- Goal
Print the full listing exactly.

[Location annotation dataset excerpts]
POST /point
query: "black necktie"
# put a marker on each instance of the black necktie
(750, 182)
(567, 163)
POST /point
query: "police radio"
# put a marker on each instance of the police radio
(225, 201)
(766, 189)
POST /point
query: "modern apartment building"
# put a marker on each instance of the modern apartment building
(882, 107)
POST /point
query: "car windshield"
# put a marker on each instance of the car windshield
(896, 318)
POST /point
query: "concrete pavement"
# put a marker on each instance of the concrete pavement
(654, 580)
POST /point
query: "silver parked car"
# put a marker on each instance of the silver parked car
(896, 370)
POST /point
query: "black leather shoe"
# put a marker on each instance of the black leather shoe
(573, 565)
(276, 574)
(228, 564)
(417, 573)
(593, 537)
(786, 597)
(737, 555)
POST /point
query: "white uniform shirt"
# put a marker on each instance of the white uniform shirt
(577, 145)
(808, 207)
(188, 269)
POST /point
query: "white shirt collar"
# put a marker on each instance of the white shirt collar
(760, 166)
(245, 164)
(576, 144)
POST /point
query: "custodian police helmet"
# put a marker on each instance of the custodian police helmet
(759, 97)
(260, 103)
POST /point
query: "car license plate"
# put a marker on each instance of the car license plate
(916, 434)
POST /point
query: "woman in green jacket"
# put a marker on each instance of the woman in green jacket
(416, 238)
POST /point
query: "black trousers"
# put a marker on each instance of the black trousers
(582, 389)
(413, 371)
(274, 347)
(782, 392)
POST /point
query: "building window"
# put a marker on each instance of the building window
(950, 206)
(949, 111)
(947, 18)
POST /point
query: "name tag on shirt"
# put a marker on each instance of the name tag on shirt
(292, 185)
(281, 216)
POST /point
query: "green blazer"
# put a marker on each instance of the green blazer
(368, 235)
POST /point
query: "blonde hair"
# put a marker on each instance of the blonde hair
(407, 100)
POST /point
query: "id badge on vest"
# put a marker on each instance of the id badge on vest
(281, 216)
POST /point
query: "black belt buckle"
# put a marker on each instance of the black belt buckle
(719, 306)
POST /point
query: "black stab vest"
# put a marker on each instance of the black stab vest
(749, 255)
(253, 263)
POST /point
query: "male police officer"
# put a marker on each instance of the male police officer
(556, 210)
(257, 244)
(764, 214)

- Correct output
POST /point
query: "black necktie"
# put a marker on each instance of the black necktie
(750, 182)
(567, 163)
POST /point
query: "police radio"
# put a marker on each instance of the police radio
(225, 201)
(766, 189)
POST /point
query: "modern apartment building"
# put a marker on each instance of the modern apartment building
(882, 107)
POST /point
query: "car windshield"
# put a marker on each instance of the car windshield
(896, 318)
POST /point
query: "concrete pavement"
# put a marker on each instance of the concrete pavement
(654, 580)
POST /point
query: "silver parked car"
# put a marker on each instance of the silver parked car
(896, 370)
POST /point
query: "black leather shoe"
# put a marker on each instance of the black leather shoe
(573, 565)
(276, 574)
(228, 564)
(417, 573)
(593, 537)
(786, 597)
(737, 555)
POST /point
query: "white uniform shirt"
# put a marker on each instance of the white uniform shirt
(577, 145)
(808, 207)
(188, 269)
POST /point
query: "white shirt collar"
# put a marker on each instance of the white shirt collar
(760, 166)
(245, 164)
(576, 144)
POST /point
query: "custodian police helmet"
# put a marker on each instance of the custodian police helmet
(759, 97)
(260, 103)
POST /point
query: "car license plate"
# put a marker on each instance of the car license plate
(916, 434)
POST /point
query: "woman in green jacket"
# put a marker on each instance of the woman in green jacket
(416, 238)
POST /point
query: "black trousers"
# put a marker on each instance of the black trousers
(582, 389)
(413, 371)
(274, 347)
(782, 392)
POST /point
query: "building window"
# put a marker on each instance of the building window
(950, 206)
(949, 111)
(947, 18)
POST /point
query: "name tag on shirt"
# put a marker on each instance of the name tag on shirt
(292, 185)
(281, 216)
POST /point
query: "green blazer"
# put a marker on each instance of the green blazer
(368, 235)
POST /point
query: "blonde hair"
# put a marker on each instance of the blonde hair
(407, 100)
POST /point
query: "id badge on vest"
# put a marker on each instance of the id badge on vest
(281, 216)
POST /point
query: "black belt buckle"
# put a marker on each instance of the black belt buckle
(719, 306)
POST /point
query: "black stab vest"
# put a marker on each instance of the black stab vest
(749, 255)
(253, 263)
POST /point
query: "male police officer"
# put a marker on each instance of the male police officer
(556, 210)
(257, 244)
(764, 214)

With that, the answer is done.